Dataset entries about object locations

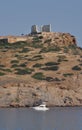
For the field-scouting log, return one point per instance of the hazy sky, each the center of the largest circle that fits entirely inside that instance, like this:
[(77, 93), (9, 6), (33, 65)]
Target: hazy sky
[(17, 16)]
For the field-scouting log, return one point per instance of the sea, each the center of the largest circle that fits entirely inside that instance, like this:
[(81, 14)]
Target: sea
[(57, 118)]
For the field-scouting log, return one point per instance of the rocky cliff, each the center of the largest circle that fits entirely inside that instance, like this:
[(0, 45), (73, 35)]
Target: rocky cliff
[(43, 67)]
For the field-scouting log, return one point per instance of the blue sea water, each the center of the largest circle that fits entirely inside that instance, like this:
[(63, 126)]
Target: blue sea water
[(58, 118)]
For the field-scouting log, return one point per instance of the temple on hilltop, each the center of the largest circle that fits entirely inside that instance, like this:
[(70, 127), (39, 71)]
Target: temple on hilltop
[(44, 28)]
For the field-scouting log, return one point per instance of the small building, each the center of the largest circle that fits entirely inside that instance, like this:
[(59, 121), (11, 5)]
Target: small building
[(34, 29), (46, 28)]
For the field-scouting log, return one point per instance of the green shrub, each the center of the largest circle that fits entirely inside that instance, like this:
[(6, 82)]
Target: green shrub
[(39, 76), (2, 65), (77, 68), (48, 40), (14, 61), (50, 49), (49, 79), (68, 74), (24, 50), (24, 71), (22, 65), (62, 58), (1, 73), (51, 63), (35, 58), (40, 37), (55, 68), (66, 49), (36, 45), (37, 65), (14, 66), (57, 79)]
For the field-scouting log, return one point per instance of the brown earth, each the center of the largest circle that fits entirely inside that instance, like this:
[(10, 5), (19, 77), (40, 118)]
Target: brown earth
[(42, 67)]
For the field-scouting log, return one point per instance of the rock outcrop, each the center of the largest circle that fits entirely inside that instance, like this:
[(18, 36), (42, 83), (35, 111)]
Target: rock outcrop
[(44, 67)]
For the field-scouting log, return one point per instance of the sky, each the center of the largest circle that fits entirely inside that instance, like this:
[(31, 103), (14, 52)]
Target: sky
[(17, 16)]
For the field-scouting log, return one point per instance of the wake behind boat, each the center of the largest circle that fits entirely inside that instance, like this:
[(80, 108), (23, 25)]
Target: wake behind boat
[(41, 107)]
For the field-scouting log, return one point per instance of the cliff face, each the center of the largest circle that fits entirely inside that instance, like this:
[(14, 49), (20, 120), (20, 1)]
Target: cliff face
[(48, 67)]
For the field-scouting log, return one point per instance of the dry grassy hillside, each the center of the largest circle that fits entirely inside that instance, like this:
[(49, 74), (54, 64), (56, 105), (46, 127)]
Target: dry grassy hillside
[(48, 67)]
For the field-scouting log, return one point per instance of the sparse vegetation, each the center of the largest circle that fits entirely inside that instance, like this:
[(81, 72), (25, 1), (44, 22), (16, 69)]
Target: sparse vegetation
[(37, 65), (24, 71), (1, 73), (36, 57), (51, 63), (24, 50), (77, 68), (55, 68), (68, 74), (39, 76), (14, 61), (50, 49)]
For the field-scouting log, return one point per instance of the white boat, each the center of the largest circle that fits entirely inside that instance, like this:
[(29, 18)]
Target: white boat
[(41, 107)]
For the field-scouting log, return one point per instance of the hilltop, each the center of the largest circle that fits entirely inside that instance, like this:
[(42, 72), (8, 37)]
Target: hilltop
[(41, 67)]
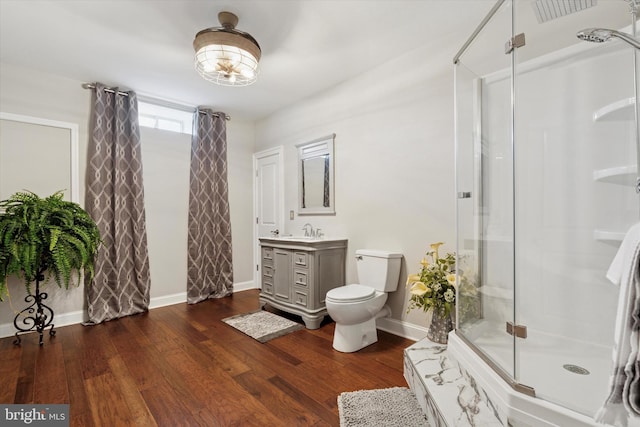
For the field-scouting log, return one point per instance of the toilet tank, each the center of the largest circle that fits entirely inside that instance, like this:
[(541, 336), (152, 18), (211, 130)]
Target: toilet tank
[(378, 269)]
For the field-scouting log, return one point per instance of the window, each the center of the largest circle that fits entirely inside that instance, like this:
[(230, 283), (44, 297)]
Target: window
[(165, 118)]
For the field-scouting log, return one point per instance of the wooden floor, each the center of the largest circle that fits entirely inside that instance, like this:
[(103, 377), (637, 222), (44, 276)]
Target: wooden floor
[(181, 366)]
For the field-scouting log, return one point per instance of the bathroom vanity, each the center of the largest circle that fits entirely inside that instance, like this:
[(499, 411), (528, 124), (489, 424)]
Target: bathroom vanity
[(297, 273)]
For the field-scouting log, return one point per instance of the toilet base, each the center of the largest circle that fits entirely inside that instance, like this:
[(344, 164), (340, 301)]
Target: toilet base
[(350, 338)]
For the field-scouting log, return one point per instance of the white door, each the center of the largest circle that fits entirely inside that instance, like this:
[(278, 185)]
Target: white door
[(269, 198)]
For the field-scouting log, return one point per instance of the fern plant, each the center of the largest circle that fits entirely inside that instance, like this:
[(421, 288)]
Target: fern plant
[(46, 238)]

## REQUIRED WORK
Copy out the text of every entry above verbatim, leaving the pictures out.

## FULL OUTPUT
For the field-scouting log, return one point per instance of the hazy sky, each the center of the largest circle that fits entirely inside that instance, like this:
[(77, 93), (9, 6), (33, 65)]
Target: hazy sky
[(17, 16)]
For the field-scouting log, return one point per instance of the sea, each the center of the largest circle that fits entirely inside that instance, like this:
[(81, 14)]
Target: sea
[(57, 118)]
For the field-scouting log, return one point per instance of the rocky cliff, each the center of the largest circle that fits entirely inside that instance, like this:
[(0, 45), (73, 35)]
Target: rocky cliff
[(43, 67)]
For the field-scouting log, return one point per instance of the blue sea water, each the center of the largest circle that fits entirely inside that instance, like this:
[(63, 126)]
Target: blue sea water
[(58, 118)]
For the field-scouting log, return one point per instance of the temple on hilltop, each the center of the largest circle that fits entirely inside that instance, like this:
[(70, 127), (39, 71)]
Target: temple on hilltop
[(44, 28)]
For the field-scouting log, return one point per instance of the small building, each the center of the largest circle that fits entirely inside that instance, like this:
[(59, 121), (11, 5)]
Target: small building
[(34, 29), (46, 28)]
For the field-scouting log, return one point per instance of the green shrub, each the center of the largest circle that fits entirely inside that instance, like this:
[(6, 82)]
Target: green shrub
[(39, 76), (2, 65), (77, 68), (48, 40), (14, 61), (50, 49), (49, 79), (68, 74), (24, 50), (24, 71), (22, 65), (62, 58), (1, 73), (51, 63), (35, 58), (40, 37), (55, 68), (66, 49), (36, 45), (37, 65), (14, 66), (57, 79)]
For the field-scouting log, return one point per instance of the brown earth, each the center of the largest circle that fits entirely inside that instance, like this:
[(10, 5), (19, 77), (40, 118)]
Target: brown earth
[(42, 67)]
For the field-scouting log, return one point per instance of the rock outcrop, each the center of the largest circle that fits entirely inside that instance, like this:
[(18, 36), (42, 83), (35, 111)]
Target: rock outcrop
[(44, 67)]
For the field-scouting log, return one point per instance of the sky, each the center of the largest circle that fits entirely inside that instance, like this:
[(31, 103), (14, 52)]
Target: sky
[(17, 16)]
For the field-scouting log, return one point per instance of the wake behind boat, each the center of the largest circle that fits entirely inside that instance, like this:
[(80, 108), (23, 25)]
Target: wake behind boat
[(41, 107)]
For the field-scouting log, return one point per instance of the cliff face, each the center of the largest circle that fits entirely inside that instance, like this:
[(14, 49), (20, 120), (20, 1)]
Target: cliff face
[(48, 67)]
For the field-scouting log, return one point per instance of the dry grassy hillside, each the center of the largest circle that fits entirely inside that instance, like this:
[(49, 74), (54, 64), (56, 105), (46, 127)]
Target: dry grassy hillside
[(48, 67)]
For the field-scouting log, return one point per instance of the sparse vegetation, each the center of the largest circle that fits entirely inside that instance, like this:
[(81, 72), (25, 1), (44, 22), (16, 69)]
Target: sparse vegetation
[(37, 65), (24, 71), (1, 73), (36, 57), (51, 63), (24, 50), (77, 68), (55, 68), (68, 74), (39, 76), (14, 61), (50, 49)]
For the field-scouting log, return one point per instance of the white boat, each the center of the largest circle that fits entirely inside that instance, like this:
[(29, 18)]
Target: white boat
[(41, 107)]
For the field-scouting log, return one point per instance of the hilltop, each the center of the largest circle that fits entirely inside that instance, like this:
[(42, 72), (8, 37)]
Target: hilltop
[(41, 67)]
For the field-scouting log, return one point per instance of the toilet tank, each the center of the largest circle that fits entirely inside that instance, like this:
[(541, 336), (152, 18), (211, 130)]
Target: toilet tank
[(378, 269)]
For the field-scouting log, return one point per instance of the window, each the center of the largest circle that fits entirely inside that instance, like this:
[(230, 283), (44, 297)]
Target: window
[(165, 118)]
For the field-scouting log, return one point per instance of the wooden floor, each the center of the largest circle that fits entirely inside that instance, like this:
[(103, 377), (637, 222), (44, 276)]
Target: wooden floor
[(181, 366)]
For the field-scouting log, return one point per instance of the bathroom vanity, each the center of the largest circle that fits entirely inside that instance, like this:
[(499, 411), (528, 124), (489, 424)]
Target: bathroom vanity
[(297, 273)]
For the field-scouting log, return one point per instance of the toilet base, each the center of the largest circle that fits entirely inside that instance, like this:
[(344, 164), (340, 301)]
Target: toilet base
[(350, 338)]
For the field-scouting log, return one point per instance of the white door, each the center of the largest circle that fits entirely inside that instance, like this:
[(278, 185)]
Target: white door
[(269, 198)]
For the field-scouting log, return one point per instance of the fern plant, each the center of the largest circle that fits entirely inside that instance, like this:
[(421, 288)]
Target: fern plant
[(46, 238)]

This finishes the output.